= SOURCE DOCUMENT =
Leadership Positions: Emefiele, Otteh, Ahmad Make Case for Nigerian Women

Governor, Central Bank of Nigeria (CBN), Mr. Godwin Emefiele.

The Governor, Central Bank of Nigeria (CBN), Mr. Godwin Emefiele has challenged stakeholders in private and public organizations to ensure all round gender development and equal opportunities, in order to increase the number of women in leadership positions in Nigeria and across the world.

Mr. Emefiele gave the charge on Thursday, March 18, 2021, at a commemorative webinar hosted by the Bank’s Deputy Governor in charge of Financial System Stability, Mrs. Aishah Ahmad, as part of activities to mark the 2021 International Women’s Day with the theme: “Women in Leadership: Achieving an Equal future in a COVID-19 World”.

Declaring open the webinar that featured a paper titled: “Positioning Women for Leadership in a Changing World,” the Governor restated the Bank’s commitment to continually promote gender diversity in the workplace, empower women and increase their active participation in the economy.

= TASK TO CARRY OUT =
Write out the article on women in leadership positions word for word, covering everything from "Declaring open the" down to "in the economy.". The records that follow have no connection to the preceding article.

Natural-language object grounding data
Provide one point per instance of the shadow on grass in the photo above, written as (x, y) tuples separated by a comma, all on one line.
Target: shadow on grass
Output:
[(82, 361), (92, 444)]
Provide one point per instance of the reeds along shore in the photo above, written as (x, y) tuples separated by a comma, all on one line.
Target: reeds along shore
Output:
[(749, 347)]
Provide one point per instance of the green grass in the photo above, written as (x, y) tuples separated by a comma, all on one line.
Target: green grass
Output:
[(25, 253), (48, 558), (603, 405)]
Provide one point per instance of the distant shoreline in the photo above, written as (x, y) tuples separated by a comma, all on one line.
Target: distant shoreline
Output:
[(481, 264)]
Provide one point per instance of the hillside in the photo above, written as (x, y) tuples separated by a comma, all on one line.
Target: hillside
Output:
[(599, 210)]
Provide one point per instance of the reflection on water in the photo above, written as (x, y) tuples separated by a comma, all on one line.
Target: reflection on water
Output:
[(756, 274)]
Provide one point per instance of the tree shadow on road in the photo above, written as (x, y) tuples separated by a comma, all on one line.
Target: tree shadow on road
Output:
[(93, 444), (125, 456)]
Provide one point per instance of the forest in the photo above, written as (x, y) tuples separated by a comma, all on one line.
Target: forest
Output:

= TASK ANSWER =
Declaring open the webinar that featured a paper titled: “Positioning Women for Leadership in a Changing World,” the Governor restated the Bank’s commitment to continually promote gender diversity in the workplace, empower women and increase their active participation in the economy.